═════ WORKING DATA
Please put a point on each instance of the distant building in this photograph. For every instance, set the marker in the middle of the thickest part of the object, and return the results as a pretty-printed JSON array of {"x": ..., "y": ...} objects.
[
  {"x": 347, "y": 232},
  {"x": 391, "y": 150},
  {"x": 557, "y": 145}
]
══════════
▸ **ASSIGNMENT**: Line by line, copy the entries above exactly as they appear.

▸ **RESPONSE BELOW**:
Please put a point on each instance of the distant building in this photograph. For every instance, set the marker in the middle of the thickest part of the object, and return the results as a pretty-printed JSON array of {"x": ..., "y": ...} objects.
[
  {"x": 347, "y": 232},
  {"x": 391, "y": 150},
  {"x": 557, "y": 145}
]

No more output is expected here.